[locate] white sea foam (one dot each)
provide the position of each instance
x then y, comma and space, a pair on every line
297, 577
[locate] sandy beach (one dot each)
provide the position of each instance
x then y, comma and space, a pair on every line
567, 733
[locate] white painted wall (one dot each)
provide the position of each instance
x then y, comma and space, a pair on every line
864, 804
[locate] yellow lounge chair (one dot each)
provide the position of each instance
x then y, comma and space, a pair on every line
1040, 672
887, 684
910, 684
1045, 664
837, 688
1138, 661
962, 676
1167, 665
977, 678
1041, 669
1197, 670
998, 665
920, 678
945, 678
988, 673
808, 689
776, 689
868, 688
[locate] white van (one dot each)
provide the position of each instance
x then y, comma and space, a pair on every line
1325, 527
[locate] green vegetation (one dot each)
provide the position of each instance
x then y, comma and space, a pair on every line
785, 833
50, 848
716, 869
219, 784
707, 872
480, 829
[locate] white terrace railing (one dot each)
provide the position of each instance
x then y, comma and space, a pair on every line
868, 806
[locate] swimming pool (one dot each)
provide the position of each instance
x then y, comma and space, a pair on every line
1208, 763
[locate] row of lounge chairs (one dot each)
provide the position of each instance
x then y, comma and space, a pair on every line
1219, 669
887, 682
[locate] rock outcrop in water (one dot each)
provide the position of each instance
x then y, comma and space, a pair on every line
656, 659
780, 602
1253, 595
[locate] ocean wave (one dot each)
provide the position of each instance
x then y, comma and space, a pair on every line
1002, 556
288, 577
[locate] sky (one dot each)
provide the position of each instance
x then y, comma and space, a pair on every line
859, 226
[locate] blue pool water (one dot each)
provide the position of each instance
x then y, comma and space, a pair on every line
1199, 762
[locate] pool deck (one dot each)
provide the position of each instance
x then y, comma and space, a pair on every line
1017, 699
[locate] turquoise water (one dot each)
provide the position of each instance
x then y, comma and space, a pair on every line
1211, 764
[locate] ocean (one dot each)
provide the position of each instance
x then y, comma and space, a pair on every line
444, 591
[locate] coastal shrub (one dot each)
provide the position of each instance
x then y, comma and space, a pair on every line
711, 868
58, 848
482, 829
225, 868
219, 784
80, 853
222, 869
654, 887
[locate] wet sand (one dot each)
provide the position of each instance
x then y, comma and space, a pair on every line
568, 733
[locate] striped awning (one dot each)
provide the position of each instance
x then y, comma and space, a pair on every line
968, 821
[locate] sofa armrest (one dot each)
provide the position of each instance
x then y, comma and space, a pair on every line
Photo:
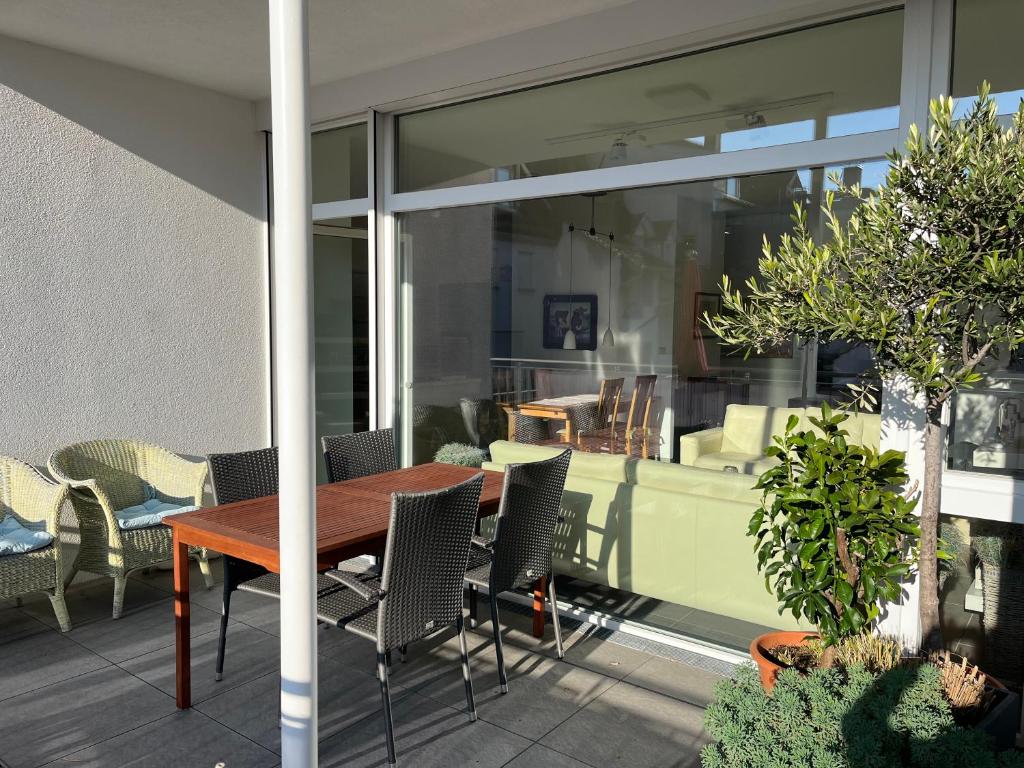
● ● ● ●
● WORK REQUEST: From the records above, pick out and copy each line holding the word "water".

● WRITTEN ANSWER:
[locate] rock outcrop in water (one dot each)
[locate] blue pool water (one dot each)
[locate] turquoise water (one dot each)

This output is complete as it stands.